We’re getting there. We can all see it, especially as it gets ready to die.
But a more and more widely shared diagnosis is still producing explanations that don’t quite fit together. Take some time over the holidays, or just over this weekend, to read two remarkable new essays that offer different explanations for the same sickness:
At Tablet, David Samuels describes the creation of a messaging system designed to advance untruth and herd people into compliance — and he discusses “Obama’s role in directing the entire system from above.” In this telling, the system of social manipulation is a party instrument. Democrats did it.
At the same time, on his Substack page, Lorenzo Warby has just posted a deeply argued essay concluding that “we in the West do not live in Party-States. We increasingly live in activist-network states.” In this formulation, our descent into a societal atmosphere of enforced untruth is distributed, not centralized — through “networks and (interactive) signalling.”

• Goal of the exercise
Continue the commentary comparing two essays on enforced untruth from the point where it stops.

• Entries shown
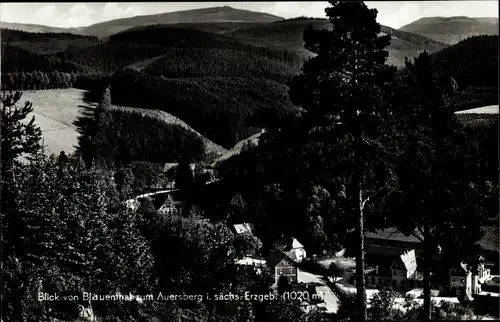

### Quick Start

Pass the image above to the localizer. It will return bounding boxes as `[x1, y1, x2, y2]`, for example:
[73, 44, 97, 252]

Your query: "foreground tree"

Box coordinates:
[290, 1, 395, 321]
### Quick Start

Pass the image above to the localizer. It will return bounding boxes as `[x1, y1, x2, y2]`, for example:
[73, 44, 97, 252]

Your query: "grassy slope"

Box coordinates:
[0, 21, 83, 35]
[20, 89, 227, 154]
[399, 16, 498, 44]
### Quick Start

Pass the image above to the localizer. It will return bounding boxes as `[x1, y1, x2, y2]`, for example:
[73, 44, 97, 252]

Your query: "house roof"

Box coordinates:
[479, 226, 500, 252]
[365, 227, 423, 243]
[409, 272, 424, 281]
[273, 236, 304, 252]
[267, 250, 295, 269]
[365, 245, 418, 258]
[400, 249, 417, 272]
[233, 223, 254, 234]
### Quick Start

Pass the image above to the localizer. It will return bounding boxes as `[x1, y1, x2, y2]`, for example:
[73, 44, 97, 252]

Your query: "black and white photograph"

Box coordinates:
[0, 0, 500, 322]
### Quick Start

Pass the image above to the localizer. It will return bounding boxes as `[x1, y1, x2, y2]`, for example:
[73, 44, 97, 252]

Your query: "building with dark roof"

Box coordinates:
[271, 236, 307, 262]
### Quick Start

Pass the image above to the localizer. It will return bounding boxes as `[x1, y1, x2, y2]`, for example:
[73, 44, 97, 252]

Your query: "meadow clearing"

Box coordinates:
[19, 88, 84, 154]
[19, 88, 227, 158]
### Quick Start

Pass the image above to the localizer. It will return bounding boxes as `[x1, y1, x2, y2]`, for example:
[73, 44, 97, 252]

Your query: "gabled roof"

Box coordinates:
[267, 250, 295, 269]
[450, 263, 469, 276]
[163, 163, 178, 172]
[365, 227, 423, 243]
[233, 223, 254, 234]
[273, 236, 304, 252]
[400, 249, 417, 272]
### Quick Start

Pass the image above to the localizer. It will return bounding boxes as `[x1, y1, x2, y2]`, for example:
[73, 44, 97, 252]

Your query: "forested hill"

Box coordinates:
[399, 16, 498, 44]
[0, 21, 83, 34]
[80, 6, 283, 37]
[2, 18, 498, 148]
[226, 17, 447, 66]
[432, 36, 499, 88]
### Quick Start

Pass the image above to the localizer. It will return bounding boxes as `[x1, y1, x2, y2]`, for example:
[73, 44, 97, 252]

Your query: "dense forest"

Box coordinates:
[75, 87, 205, 167]
[2, 25, 498, 148]
[0, 1, 499, 322]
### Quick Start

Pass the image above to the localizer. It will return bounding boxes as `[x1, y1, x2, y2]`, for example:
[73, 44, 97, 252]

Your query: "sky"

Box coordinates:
[0, 0, 498, 28]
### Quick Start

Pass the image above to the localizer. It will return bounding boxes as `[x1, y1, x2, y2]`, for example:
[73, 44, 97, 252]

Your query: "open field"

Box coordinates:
[20, 88, 227, 158]
[20, 88, 84, 154]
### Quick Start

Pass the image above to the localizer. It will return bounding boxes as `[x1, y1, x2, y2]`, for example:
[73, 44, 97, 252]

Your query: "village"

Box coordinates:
[122, 157, 500, 320]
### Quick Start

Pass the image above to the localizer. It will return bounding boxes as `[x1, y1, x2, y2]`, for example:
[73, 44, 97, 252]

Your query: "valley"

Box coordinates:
[0, 1, 500, 322]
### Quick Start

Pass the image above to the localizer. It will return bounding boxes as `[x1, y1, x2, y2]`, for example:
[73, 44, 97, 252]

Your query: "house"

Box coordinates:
[449, 263, 484, 301]
[365, 227, 423, 261]
[163, 163, 178, 173]
[235, 256, 267, 274]
[125, 199, 141, 211]
[156, 195, 184, 215]
[233, 223, 255, 235]
[163, 163, 196, 173]
[272, 236, 306, 262]
[267, 249, 299, 285]
[352, 250, 423, 290]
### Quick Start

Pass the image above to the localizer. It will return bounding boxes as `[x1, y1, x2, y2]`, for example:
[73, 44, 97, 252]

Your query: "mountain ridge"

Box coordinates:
[398, 16, 499, 45]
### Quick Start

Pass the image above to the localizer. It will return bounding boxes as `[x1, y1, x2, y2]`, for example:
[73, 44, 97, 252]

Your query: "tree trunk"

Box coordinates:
[422, 218, 432, 321]
[356, 186, 368, 321]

• Response to the exercise
What you’ll find striking about these two essays is how much they overlap in description while offering different explanations. We live in an atmosphere of dishonesty and manipulation — an age of psychic warfare — but we’re not quite sure who to blame for it.
However it works, whatever force or system or personality is driving, the social illness caused by the cultural compliance exercise has been obvious for years. Samuels: “The effect of the permission structure machine is to instill and maintain obedience to voices coming from outside yourself, regardless of the obvious gaps in logic and functioning that they create. The clinical term for this state is schizophrenia.”
An argument against Obama did it is that the “it” is global, and more obviously horrible in Australia, New Zealand, Canada, and the UK, and nearing its grotesque apogee in Germany. The pandemic-era narrative enforcement efforts of people like Daniel Andrews, Jacinda Ardern, and Canadian Prime Minister Derek Zoolander surely make American commissars swoon with jealousy. Another argument against the claim that Obama created a new compliance system is the behavior of Václav Havel’s greengrocer, which suggests the use of new media tools for an old job.
An argument against socially guided networks that aren’t top-down party-state systems is the astonishing degree to which the US government is now known to have weaponized the corporate-state coordination of narrative control.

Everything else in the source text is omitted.